# INSTRUCTION
Copy the data word for word, from the line containing "Could you point out the woman singing" through the end of the data, both included.

# INFORMATION SUPPLIED
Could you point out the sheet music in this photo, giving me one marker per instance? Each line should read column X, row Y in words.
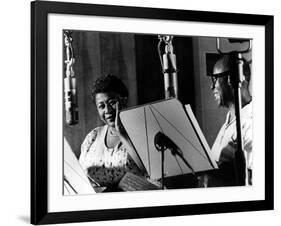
column 169, row 117
column 75, row 180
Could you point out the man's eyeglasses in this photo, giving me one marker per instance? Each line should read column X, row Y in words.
column 215, row 77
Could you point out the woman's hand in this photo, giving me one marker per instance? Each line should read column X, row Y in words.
column 118, row 124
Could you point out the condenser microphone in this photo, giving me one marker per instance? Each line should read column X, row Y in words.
column 70, row 98
column 169, row 67
column 70, row 89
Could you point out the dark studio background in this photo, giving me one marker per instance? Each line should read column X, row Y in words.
column 133, row 58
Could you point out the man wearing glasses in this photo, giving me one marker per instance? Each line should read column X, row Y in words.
column 225, row 144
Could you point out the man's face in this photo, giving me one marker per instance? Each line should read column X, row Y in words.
column 222, row 91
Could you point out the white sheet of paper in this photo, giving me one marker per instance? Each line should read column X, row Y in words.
column 169, row 117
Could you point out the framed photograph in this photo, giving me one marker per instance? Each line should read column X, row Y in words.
column 145, row 112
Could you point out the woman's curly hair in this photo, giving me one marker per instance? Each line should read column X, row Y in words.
column 109, row 83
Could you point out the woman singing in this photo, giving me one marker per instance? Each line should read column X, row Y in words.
column 106, row 154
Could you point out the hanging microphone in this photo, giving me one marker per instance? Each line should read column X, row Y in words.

# OUTPUT FOR THIS TASK
Could you point out the woman singing in this photo, giving me one marker per instance? Each line should read column X, row Y in words.
column 106, row 154
Could you point out the hanging microphone in this photo, giving me one marker per instance? Each line should read column X, row Y in words.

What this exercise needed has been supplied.